(Problem requirements) Copy out word for word the part of the material that starts with the line containing "I need to find the white" and continues through the end of the material, including both of those ends.

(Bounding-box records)
## START
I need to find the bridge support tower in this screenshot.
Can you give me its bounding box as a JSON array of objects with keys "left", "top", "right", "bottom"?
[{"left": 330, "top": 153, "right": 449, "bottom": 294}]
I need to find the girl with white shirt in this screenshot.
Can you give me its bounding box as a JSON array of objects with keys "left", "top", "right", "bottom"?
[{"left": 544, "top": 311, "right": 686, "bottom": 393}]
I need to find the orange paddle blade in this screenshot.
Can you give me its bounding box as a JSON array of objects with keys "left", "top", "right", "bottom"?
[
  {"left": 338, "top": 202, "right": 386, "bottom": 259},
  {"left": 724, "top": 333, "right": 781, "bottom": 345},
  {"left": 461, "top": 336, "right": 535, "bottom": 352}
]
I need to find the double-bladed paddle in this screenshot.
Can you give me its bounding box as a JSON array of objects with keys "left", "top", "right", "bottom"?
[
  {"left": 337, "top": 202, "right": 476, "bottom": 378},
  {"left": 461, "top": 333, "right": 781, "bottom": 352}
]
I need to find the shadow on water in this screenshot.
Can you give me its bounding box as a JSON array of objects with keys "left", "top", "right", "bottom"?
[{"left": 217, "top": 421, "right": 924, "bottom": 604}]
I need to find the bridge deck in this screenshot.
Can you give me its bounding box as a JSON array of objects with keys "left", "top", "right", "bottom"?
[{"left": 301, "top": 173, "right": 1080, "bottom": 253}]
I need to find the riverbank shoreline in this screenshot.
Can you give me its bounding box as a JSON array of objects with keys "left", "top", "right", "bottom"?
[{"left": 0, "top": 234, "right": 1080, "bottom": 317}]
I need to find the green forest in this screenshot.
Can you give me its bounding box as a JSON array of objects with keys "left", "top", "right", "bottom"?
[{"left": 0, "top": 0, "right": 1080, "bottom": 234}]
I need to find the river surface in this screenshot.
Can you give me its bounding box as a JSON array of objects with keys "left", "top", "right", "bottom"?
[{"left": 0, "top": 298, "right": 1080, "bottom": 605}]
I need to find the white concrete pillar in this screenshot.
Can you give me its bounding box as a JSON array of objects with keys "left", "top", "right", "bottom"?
## END
(The answer)
I need to find the white concrete pillar in this screenshot.
Can you give me its bounding box as a JSON array of objects with keys "left", "top", "right", "bottom"?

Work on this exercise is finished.